start Material for this exercise

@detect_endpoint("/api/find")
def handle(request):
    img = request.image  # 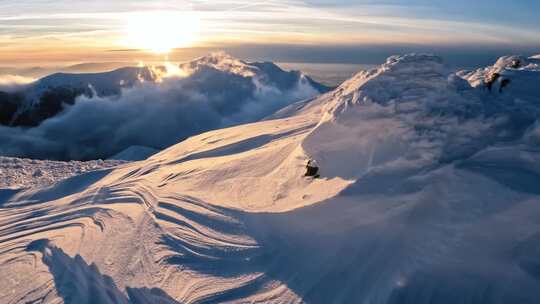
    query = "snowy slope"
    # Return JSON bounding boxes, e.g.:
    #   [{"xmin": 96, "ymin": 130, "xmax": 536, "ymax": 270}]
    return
[
  {"xmin": 0, "ymin": 157, "xmax": 125, "ymax": 191},
  {"xmin": 109, "ymin": 146, "xmax": 159, "ymax": 161},
  {"xmin": 0, "ymin": 54, "xmax": 540, "ymax": 304}
]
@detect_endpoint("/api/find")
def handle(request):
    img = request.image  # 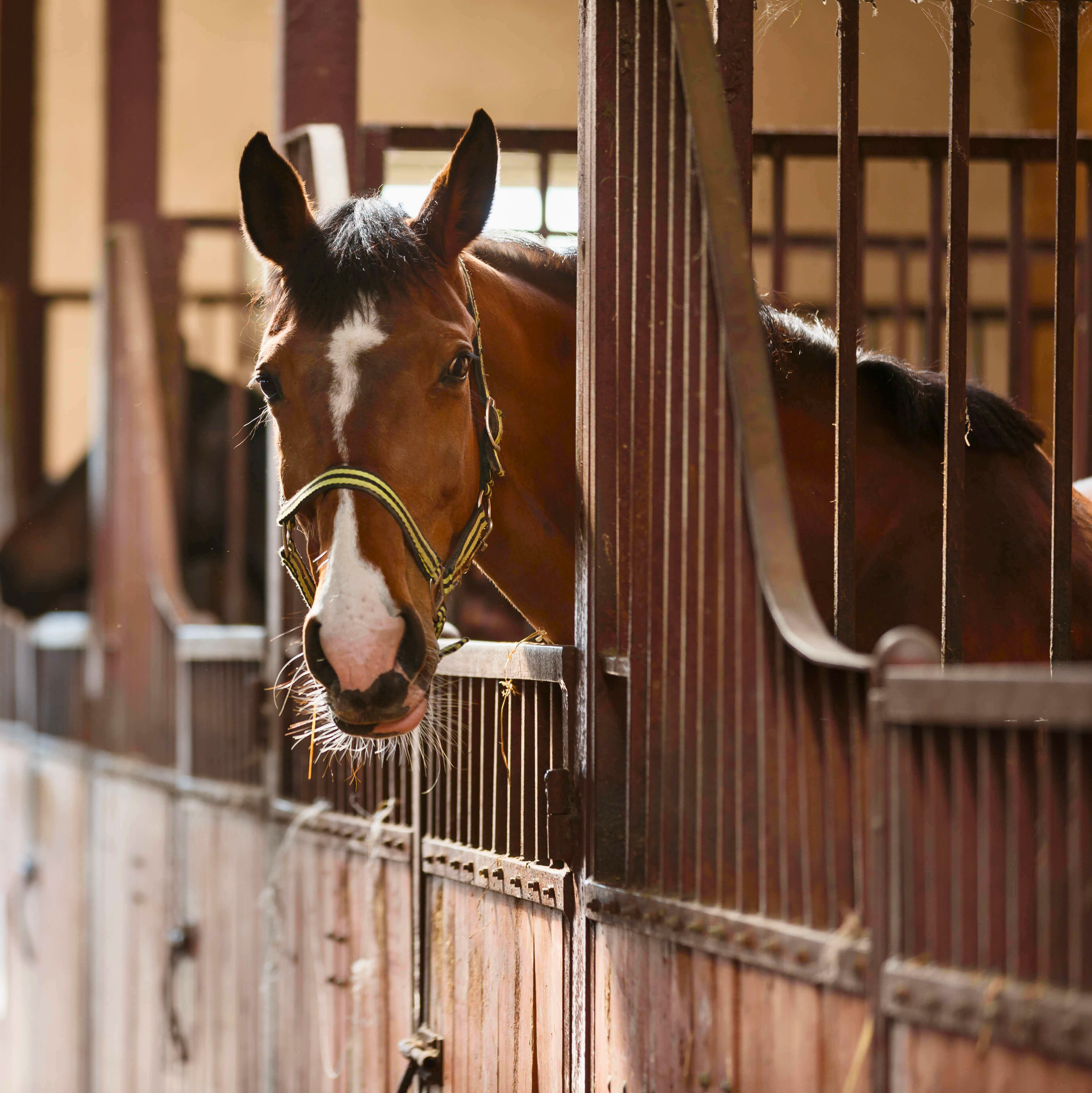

end Material for this exercise

- [What the task asks]:
Copy every one of the records above word for word, but leave the pictures out.

- [Result of this task]:
@detect_endpoint("/api/find")
def handle(request):
    img = request.image  # 
    query = "snowy slope"
    # Return JSON bounding boxes, e.g.:
    #   [{"xmin": 96, "ymin": 130, "xmax": 536, "ymax": 270}]
    return
[
  {"xmin": 0, "ymin": 157, "xmax": 125, "ymax": 191},
  {"xmin": 109, "ymin": 146, "xmax": 159, "ymax": 161},
  {"xmin": 0, "ymin": 54, "xmax": 540, "ymax": 304}
]
@detect_endpoint("/api/find")
def handle(request):
    img = request.image  # 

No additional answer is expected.